◆ **WHAT THIS TASK INVOLVES**
In the listing, from the line with "notation: point(504, 687)." up to and including the line with "point(152, 828)", switch every "Query" to "Label". Return only those lines, with nothing else altered.

◆ **DATA RECORDS**

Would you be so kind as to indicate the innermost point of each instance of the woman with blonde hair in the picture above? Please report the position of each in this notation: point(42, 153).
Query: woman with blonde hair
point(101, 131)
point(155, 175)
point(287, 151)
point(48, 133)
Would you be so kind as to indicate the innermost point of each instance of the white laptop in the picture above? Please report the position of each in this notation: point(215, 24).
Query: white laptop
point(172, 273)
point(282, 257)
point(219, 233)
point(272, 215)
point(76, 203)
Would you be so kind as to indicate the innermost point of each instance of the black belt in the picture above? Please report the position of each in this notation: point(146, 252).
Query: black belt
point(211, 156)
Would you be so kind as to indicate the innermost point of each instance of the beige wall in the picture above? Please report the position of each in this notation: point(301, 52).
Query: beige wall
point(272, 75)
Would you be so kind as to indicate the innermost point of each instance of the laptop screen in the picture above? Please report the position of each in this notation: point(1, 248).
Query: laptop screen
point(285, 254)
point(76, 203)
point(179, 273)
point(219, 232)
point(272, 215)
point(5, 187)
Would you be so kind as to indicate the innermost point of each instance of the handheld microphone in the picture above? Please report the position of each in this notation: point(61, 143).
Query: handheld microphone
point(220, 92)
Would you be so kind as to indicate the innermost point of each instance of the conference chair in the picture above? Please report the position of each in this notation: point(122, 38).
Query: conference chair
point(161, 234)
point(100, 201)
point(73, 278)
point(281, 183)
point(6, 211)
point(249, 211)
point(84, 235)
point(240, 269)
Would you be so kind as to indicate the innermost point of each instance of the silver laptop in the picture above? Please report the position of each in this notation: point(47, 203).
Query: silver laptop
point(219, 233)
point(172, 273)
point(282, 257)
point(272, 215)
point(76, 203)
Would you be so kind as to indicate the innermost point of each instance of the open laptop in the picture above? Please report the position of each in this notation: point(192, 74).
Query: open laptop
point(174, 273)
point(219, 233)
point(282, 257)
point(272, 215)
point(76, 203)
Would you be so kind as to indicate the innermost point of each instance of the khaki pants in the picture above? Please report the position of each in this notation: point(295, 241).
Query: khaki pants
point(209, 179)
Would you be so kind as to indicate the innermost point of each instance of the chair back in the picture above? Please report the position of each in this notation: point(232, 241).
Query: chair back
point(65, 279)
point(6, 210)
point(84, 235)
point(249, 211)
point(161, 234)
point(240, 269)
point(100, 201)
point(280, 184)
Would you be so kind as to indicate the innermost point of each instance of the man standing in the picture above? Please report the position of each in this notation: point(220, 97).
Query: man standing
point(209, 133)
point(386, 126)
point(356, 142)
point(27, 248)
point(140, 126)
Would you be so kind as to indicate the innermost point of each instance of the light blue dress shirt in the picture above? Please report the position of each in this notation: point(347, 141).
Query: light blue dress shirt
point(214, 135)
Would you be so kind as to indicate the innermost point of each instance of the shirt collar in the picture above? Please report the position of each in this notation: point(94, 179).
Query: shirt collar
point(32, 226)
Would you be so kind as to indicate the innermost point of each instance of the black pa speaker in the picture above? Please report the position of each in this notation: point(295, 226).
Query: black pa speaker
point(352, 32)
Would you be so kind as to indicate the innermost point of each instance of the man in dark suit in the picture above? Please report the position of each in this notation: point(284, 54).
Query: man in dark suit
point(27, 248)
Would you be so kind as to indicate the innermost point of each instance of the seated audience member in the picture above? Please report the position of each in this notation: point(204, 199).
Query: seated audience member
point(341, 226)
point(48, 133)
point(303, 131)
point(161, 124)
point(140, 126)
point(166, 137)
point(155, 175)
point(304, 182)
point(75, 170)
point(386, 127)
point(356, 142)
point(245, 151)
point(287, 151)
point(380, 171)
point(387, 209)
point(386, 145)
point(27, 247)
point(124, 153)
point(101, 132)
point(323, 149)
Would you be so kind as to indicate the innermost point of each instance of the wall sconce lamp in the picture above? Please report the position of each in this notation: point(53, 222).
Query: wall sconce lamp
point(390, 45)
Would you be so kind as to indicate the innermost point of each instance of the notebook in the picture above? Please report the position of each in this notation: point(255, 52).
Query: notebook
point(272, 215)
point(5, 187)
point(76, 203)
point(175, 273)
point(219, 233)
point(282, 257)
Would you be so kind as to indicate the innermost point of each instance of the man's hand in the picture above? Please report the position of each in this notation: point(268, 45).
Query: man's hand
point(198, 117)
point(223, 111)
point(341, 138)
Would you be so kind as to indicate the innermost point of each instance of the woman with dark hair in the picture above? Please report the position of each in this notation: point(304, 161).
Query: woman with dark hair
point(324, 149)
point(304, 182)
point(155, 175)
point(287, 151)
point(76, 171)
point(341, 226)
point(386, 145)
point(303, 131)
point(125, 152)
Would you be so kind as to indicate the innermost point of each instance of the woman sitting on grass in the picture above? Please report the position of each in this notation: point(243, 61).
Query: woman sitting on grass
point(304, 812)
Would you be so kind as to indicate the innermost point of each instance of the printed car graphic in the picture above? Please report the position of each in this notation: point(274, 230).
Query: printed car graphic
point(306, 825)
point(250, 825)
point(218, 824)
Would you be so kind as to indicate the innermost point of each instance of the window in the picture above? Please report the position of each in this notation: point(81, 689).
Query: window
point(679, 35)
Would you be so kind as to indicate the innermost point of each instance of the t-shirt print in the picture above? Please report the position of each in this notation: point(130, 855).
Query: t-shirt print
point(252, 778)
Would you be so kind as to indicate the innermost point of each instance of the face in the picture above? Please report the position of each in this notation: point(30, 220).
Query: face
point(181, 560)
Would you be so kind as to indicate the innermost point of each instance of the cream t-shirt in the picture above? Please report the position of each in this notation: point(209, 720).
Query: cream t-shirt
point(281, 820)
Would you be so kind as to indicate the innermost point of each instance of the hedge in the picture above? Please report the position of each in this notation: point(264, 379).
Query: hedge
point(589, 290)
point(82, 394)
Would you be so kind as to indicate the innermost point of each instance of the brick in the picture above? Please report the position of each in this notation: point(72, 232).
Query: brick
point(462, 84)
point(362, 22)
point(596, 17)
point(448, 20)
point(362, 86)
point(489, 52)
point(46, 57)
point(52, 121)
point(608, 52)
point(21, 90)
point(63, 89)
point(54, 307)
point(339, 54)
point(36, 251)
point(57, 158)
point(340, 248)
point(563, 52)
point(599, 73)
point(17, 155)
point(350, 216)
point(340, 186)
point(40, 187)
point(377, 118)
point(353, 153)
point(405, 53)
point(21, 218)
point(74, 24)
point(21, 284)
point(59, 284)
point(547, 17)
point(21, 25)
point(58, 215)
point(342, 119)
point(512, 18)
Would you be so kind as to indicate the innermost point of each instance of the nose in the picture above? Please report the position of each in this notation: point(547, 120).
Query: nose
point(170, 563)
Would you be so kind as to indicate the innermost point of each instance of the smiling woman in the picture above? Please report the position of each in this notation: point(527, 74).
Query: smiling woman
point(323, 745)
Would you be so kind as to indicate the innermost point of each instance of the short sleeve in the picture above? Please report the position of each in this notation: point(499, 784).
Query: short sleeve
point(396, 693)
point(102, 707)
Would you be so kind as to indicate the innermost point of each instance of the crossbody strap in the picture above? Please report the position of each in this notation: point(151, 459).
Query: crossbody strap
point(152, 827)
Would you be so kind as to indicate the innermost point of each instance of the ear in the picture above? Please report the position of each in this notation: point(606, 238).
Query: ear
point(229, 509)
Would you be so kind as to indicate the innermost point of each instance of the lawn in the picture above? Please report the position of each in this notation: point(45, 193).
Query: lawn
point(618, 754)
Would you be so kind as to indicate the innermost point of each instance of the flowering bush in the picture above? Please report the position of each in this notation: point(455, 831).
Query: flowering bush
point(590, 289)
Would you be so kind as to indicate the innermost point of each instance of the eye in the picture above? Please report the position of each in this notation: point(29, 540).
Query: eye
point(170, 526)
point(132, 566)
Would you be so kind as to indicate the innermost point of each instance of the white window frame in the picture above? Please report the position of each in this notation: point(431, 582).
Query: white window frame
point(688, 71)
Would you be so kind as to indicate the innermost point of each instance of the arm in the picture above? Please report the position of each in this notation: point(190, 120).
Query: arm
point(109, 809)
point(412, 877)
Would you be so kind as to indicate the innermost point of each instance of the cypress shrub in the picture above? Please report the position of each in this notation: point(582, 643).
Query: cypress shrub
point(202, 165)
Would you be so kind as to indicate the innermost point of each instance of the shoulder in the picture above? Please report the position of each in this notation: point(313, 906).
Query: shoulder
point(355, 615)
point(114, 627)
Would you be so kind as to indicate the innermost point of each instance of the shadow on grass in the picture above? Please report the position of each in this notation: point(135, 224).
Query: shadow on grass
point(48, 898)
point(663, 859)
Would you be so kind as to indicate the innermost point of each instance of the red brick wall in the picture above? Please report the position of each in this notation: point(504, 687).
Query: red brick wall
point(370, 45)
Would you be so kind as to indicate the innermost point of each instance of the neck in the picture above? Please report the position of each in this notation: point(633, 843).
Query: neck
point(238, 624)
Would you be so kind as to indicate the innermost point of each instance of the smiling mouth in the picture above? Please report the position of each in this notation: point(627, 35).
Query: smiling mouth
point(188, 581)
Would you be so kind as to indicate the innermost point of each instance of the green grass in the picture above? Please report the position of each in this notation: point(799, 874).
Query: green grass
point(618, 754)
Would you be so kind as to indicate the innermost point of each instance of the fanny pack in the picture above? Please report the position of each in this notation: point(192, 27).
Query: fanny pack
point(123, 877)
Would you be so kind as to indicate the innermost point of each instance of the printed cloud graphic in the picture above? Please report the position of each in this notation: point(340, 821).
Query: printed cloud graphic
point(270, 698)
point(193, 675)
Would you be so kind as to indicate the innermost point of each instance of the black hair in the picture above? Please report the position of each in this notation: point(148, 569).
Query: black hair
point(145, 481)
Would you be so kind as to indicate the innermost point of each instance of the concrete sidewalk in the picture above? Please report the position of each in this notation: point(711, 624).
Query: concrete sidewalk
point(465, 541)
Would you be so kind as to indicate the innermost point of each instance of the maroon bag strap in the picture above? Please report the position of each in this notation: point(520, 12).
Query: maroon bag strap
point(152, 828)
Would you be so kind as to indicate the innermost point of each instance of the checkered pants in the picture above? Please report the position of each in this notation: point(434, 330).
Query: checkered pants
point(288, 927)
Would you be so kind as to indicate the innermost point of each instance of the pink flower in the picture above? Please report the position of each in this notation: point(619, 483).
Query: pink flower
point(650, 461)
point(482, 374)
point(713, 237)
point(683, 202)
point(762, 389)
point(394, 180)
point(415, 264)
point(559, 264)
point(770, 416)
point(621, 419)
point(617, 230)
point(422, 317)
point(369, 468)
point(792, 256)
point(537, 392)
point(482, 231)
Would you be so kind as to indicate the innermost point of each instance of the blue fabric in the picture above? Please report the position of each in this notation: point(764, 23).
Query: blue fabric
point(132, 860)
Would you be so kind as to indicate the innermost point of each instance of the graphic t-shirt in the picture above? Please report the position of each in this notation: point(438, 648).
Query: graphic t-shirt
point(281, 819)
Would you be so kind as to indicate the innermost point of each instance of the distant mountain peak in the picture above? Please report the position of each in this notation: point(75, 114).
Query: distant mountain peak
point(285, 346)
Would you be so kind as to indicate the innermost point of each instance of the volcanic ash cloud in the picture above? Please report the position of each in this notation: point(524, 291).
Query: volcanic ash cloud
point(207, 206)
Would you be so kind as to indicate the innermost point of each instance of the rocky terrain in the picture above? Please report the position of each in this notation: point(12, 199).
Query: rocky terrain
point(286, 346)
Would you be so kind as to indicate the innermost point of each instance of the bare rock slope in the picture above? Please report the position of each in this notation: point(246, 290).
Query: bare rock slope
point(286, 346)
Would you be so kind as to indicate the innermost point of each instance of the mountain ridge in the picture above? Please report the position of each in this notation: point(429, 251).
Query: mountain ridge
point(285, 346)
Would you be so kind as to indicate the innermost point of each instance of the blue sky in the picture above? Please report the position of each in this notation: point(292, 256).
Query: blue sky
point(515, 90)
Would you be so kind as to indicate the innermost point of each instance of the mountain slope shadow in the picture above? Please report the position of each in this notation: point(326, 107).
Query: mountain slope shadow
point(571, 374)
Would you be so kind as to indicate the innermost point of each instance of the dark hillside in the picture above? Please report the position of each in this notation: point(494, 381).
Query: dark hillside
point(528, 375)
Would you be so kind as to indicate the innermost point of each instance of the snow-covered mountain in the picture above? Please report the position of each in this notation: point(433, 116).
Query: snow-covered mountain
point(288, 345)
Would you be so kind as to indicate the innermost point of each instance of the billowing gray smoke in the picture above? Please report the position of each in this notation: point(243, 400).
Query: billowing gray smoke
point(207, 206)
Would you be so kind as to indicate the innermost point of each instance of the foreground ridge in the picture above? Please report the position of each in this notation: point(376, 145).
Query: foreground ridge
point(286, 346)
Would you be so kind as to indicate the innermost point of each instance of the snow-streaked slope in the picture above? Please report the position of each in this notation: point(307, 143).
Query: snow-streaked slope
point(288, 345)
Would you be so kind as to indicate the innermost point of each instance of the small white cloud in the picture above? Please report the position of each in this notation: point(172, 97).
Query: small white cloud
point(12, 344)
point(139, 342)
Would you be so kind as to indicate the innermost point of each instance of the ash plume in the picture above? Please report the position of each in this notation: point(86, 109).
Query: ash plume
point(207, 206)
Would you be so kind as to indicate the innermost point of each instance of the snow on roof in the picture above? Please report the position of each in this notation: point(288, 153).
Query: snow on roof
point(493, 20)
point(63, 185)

◆ **SOLUTION BELOW**
Would you be so kind as to indicate the innermost point of each instance of the red brick wall in the picture above? Please report the position of each in this notation: point(504, 687).
Label: red brick wall
point(370, 45)
Would you be so kind as to indicate the innermost point of each instance of the neck in the picture above? Please report the position of each in this notation: point(633, 843).
Label: neck
point(238, 624)
Would you be so kind as to indicate the innermost point of each instance of the smiling mouth in the picture above? Please report the position of each in this notation: point(627, 35).
Label: smiling mouth
point(188, 581)
Would you be so kind as to indicate the innermost point of each instance of the green grass in the picture above? Please report the position of each in this notation: point(799, 874).
Label: green grass
point(618, 754)
Would you be so kind as to indicate the innermost point of each instance of the fanny pack in the picture above? Please report the position of each in this notation: point(192, 27).
Label: fanny pack
point(123, 877)
Would you be so kind as to indicate the innermost point of each instance of the printed cloud graphic in the picture above? Please report the position of each in this notation: point(340, 821).
Label: printed cloud graphic
point(270, 698)
point(193, 675)
Would you be so kind as to indicate the innermost point of each instance of the black hair in the picture above? Please report the position of each in this notation: point(148, 569).
Label: black hair
point(145, 481)
Would you be so kind as to indicate the innermost point of each instance of the concrete sidewalk in the picture above? Please report the position of each in this notation: point(711, 624).
Label: concrete sidewalk
point(465, 541)
Would you be so kind as to indicate the innermost point of each instance of the maroon bag strap in the picture above? Please report the position of each in this notation: point(520, 12).
Label: maroon bag strap
point(152, 828)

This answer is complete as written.